- **Excerpt**:
○ ○ ○ ○

It is an objective of the present invention to provide a dual
polarized antenna array having optimized horizontal plane radiation
patterns. One objective is to provide a radiation pattern having at
least a 20 dB horizontal beam front-to-side ratio, at least a 40 dB
horizontal beam front-to-back ratio, and improved roll-off.
It is another objective of the invention to provide an antenna
array with optimized cross polarization performance with a minimum
of 10 dB co-pol to cross-pol ratio in a 120 degree horizontal
sector.
It is another objective of the invention to provide an antenna
array with a horizontal pattern beamwidth of 50.degree. to
75.degree..
It is another objective of the invention to provide an antenna
array with minimized intermodulation.
It is an objective of the invention to provide a dual polarized
antenna array capable of operating over an expanded frequency
range.
It is a further objective of the invention to provide a dual
polarized antenna array capable of producing adjustable vertical
plane radiation patterns.
It is another objective of the invention to provide an antenna with
enhanced port to port isolation of at least 30 dB.
It is further object of the invention to provide an inexpensive
antenna.
These and other objectives of the invention are provided by an
improved antenna array for transmitting and receiving
electromagnetic waves with +45.degree. and -45.degree. linear
polarizations.

○ ○ ○ ○

- **Excerpted data**:
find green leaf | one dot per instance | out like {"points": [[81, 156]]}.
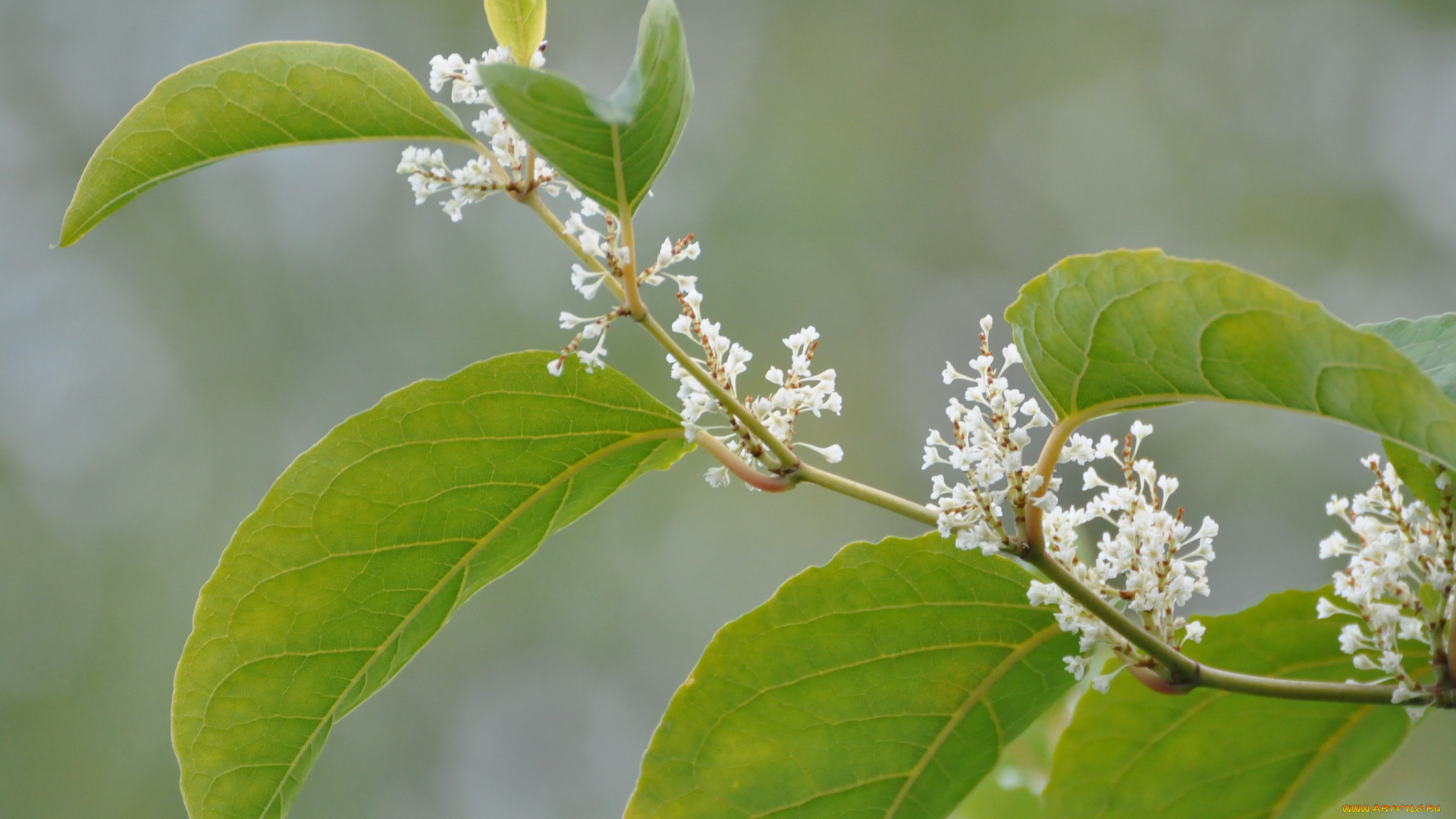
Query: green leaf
{"points": [[1219, 755], [517, 24], [612, 148], [262, 95], [370, 541], [881, 686], [1138, 328], [1417, 477], [1430, 343]]}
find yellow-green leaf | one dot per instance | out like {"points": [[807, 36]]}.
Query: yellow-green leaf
{"points": [[610, 146], [370, 541], [259, 96], [1430, 343], [1134, 328], [517, 24], [883, 686], [1130, 754]]}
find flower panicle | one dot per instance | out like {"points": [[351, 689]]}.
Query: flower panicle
{"points": [[1401, 548], [509, 164], [797, 388]]}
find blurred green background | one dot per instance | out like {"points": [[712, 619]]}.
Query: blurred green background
{"points": [[887, 172]]}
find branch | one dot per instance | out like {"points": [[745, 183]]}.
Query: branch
{"points": [[786, 461]]}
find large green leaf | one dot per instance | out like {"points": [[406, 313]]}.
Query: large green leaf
{"points": [[1430, 343], [517, 24], [262, 95], [1136, 328], [370, 541], [881, 686], [612, 148], [1219, 755]]}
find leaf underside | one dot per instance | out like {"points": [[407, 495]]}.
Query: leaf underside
{"points": [[880, 686], [258, 96], [1136, 328], [1219, 755], [1430, 343], [370, 541], [610, 148]]}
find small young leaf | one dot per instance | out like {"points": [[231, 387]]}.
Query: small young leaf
{"points": [[1138, 328], [1219, 755], [517, 24], [370, 541], [612, 148], [881, 686], [1430, 343], [262, 95]]}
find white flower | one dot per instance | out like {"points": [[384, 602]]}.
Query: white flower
{"points": [[1401, 545], [507, 165], [799, 388]]}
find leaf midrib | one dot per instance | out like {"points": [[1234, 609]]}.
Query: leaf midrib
{"points": [[1324, 751], [1213, 697], [563, 477], [976, 695]]}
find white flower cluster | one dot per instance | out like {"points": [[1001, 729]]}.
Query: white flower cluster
{"points": [[799, 390], [504, 168], [1149, 561], [1400, 577], [615, 261], [987, 447]]}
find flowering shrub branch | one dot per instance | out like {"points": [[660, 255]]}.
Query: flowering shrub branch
{"points": [[1097, 334]]}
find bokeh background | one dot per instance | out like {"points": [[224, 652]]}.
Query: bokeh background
{"points": [[887, 172]]}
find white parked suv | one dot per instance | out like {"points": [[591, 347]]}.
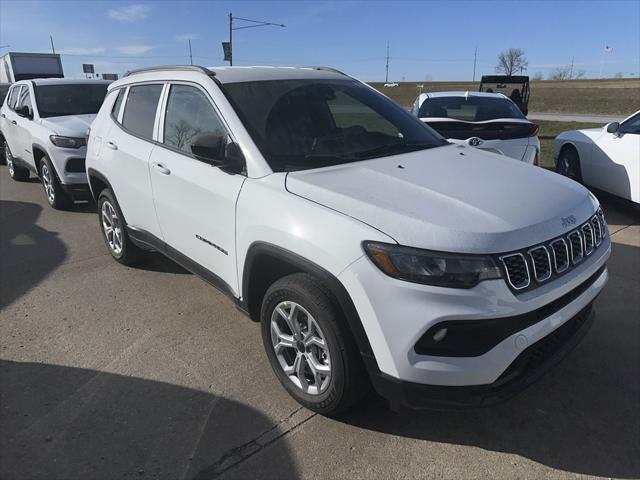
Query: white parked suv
{"points": [[371, 250], [488, 121], [43, 130]]}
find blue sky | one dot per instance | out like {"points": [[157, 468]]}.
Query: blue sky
{"points": [[429, 39]]}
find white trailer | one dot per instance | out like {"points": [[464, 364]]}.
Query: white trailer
{"points": [[16, 66]]}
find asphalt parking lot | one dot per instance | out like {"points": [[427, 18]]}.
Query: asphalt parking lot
{"points": [[110, 372]]}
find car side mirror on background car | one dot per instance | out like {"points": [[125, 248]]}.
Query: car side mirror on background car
{"points": [[613, 127], [216, 151], [25, 112]]}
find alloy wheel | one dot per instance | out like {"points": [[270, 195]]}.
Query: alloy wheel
{"points": [[300, 347], [112, 227], [47, 183]]}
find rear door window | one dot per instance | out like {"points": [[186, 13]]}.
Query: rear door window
{"points": [[189, 115], [140, 110]]}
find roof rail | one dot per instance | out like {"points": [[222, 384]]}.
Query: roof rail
{"points": [[328, 69], [192, 68]]}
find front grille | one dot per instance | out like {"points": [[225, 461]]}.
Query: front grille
{"points": [[587, 235], [560, 255], [517, 270], [525, 270], [541, 263]]}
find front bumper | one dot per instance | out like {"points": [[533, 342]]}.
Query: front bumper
{"points": [[526, 369], [396, 314]]}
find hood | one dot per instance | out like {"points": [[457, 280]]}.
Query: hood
{"points": [[69, 125], [451, 198]]}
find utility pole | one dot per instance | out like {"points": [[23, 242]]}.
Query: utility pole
{"points": [[571, 70], [475, 59], [230, 39], [255, 23], [386, 76]]}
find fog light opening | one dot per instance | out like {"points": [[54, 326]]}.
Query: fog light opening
{"points": [[439, 335]]}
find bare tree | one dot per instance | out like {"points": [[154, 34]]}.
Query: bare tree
{"points": [[511, 61]]}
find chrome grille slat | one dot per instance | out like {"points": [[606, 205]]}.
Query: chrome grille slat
{"points": [[587, 238], [526, 268], [541, 262], [517, 270], [576, 246], [560, 255]]}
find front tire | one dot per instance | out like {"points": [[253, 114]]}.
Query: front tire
{"points": [[569, 164], [17, 173], [53, 191], [310, 347], [114, 232]]}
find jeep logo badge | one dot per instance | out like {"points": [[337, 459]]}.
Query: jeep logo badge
{"points": [[568, 221]]}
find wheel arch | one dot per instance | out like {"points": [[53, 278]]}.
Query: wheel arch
{"points": [[265, 263]]}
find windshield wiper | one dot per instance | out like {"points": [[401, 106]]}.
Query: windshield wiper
{"points": [[392, 148]]}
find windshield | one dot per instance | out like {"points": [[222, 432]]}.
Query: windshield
{"points": [[69, 99], [469, 109], [303, 124]]}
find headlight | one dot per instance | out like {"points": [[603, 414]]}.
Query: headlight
{"points": [[67, 142], [431, 268]]}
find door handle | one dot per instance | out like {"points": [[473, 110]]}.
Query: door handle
{"points": [[161, 168]]}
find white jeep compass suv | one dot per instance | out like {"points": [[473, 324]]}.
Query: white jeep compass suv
{"points": [[371, 250], [43, 129]]}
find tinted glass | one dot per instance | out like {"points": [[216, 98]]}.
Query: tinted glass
{"points": [[24, 100], [302, 124], [13, 96], [140, 109], [69, 99], [189, 114], [116, 105], [469, 109]]}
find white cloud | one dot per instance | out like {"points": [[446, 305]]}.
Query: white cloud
{"points": [[82, 51], [186, 36], [134, 49], [130, 13]]}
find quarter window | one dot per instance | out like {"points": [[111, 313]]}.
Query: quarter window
{"points": [[13, 97], [140, 110], [189, 115], [24, 99], [116, 106]]}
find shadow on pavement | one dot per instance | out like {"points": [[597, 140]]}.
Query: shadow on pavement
{"points": [[67, 423], [583, 417], [28, 252]]}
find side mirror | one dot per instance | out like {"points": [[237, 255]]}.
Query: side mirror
{"points": [[24, 111], [217, 151], [209, 148], [613, 127]]}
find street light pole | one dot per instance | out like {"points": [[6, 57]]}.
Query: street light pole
{"points": [[256, 23]]}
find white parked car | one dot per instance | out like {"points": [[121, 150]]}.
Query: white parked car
{"points": [[43, 130], [606, 158], [370, 249], [489, 121]]}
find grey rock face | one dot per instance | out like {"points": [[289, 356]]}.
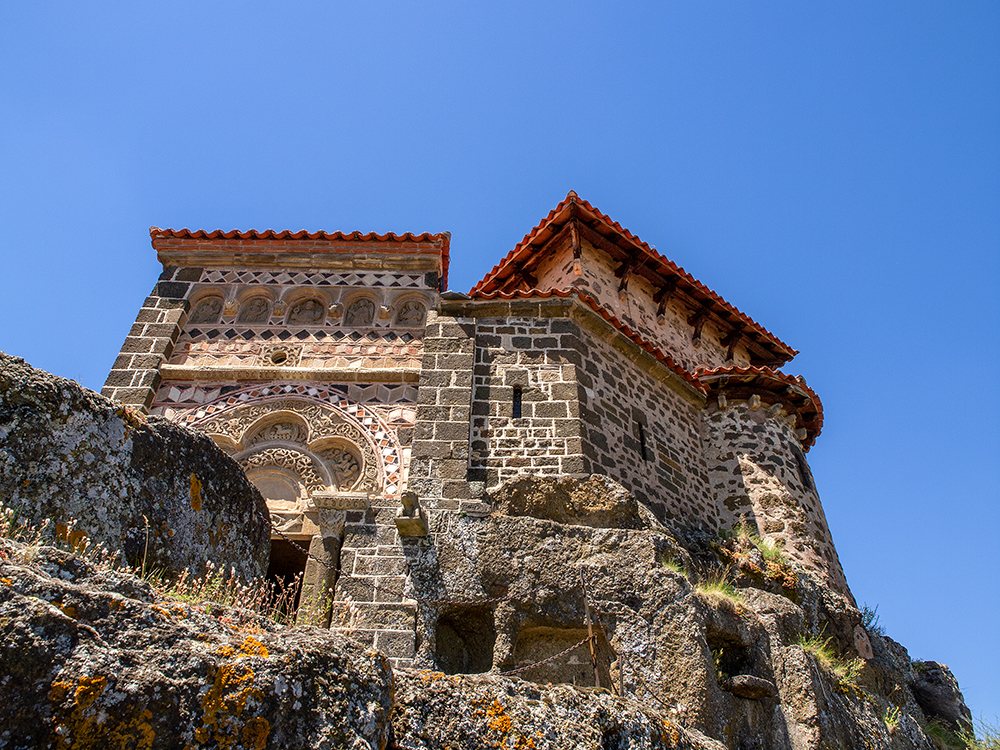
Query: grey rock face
{"points": [[733, 670], [68, 454], [92, 658], [937, 692], [481, 712], [597, 501]]}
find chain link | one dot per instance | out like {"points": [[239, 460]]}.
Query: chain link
{"points": [[546, 661]]}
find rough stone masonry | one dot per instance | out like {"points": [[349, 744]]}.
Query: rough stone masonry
{"points": [[339, 372]]}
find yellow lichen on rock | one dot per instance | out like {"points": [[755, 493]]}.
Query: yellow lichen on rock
{"points": [[252, 647], [195, 493], [89, 690]]}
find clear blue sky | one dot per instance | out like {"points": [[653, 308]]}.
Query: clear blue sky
{"points": [[830, 168]]}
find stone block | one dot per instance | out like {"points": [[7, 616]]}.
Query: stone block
{"points": [[396, 643]]}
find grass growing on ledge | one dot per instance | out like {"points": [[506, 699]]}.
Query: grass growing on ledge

○ ○ ○ ○

Write out the part of the antenna excerpt that opens with the words containing "It is an objective of the present" and closes with "and improved roll-off.". The items above are separate material, unrelated to the antenna excerpt.

It is an objective of the present invention to provide a dual
polarized antenna array having optimized horizontal plane radiation
patterns. One objective is to provide a radiation pattern having at
least a 20 dB horizontal beam front-to-side ratio, at least a 40 dB
horizontal beam front-to-back ratio, and improved roll-off.